> _Work task_
The required response is the number of lines in the entries that include the word "concrete", with nothing added.

[Image-grounded pointing data]
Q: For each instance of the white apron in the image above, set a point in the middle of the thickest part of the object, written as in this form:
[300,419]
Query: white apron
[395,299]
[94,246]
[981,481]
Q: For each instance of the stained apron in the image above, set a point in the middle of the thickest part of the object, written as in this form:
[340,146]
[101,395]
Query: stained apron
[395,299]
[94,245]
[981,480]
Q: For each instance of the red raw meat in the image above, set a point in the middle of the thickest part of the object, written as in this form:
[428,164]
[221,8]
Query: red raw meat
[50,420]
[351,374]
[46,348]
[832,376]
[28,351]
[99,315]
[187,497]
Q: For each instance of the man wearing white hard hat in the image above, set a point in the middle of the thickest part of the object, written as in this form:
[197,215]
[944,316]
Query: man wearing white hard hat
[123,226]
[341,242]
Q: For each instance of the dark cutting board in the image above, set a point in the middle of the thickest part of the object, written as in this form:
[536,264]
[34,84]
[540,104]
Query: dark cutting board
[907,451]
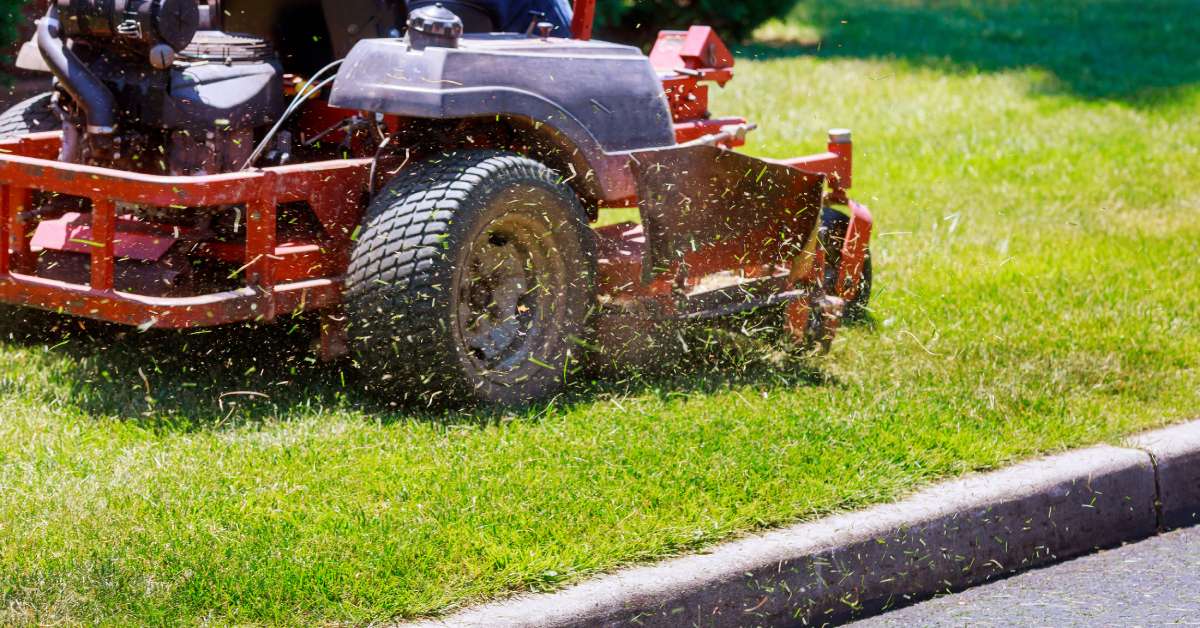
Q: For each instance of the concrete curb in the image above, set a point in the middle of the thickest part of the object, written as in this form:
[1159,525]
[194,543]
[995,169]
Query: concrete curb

> _Answer section_
2